[Records from a collection]
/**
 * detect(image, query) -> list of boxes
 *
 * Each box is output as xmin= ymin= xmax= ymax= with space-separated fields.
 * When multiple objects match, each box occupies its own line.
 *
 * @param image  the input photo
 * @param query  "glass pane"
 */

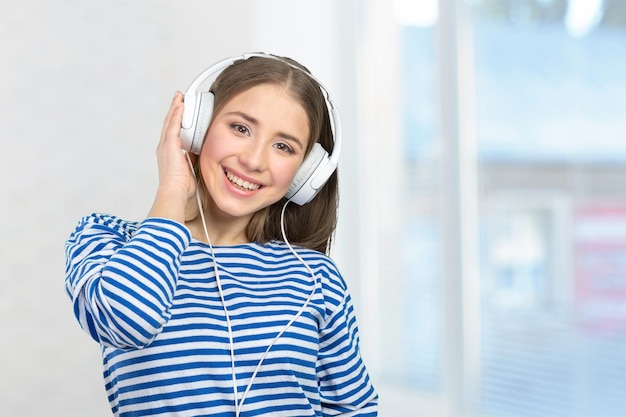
xmin=473 ymin=0 xmax=626 ymax=416
xmin=394 ymin=0 xmax=444 ymax=393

# DIRECTIONS FOR THIS TASK
Transcribe every entry above exactly. Omit all pictures.

# OUTPUT OF THE EXERCISE
/**
 * detect(image, query) -> list of boxes
 *
 * Each box is output as xmin= ymin= xmax= ymax= with space-separated fields.
 * When multiple objects match, each box occupies its own line.
 *
 * @param image  the input photo
 * @param query  "glass pane"
 */

xmin=473 ymin=0 xmax=626 ymax=416
xmin=394 ymin=0 xmax=444 ymax=393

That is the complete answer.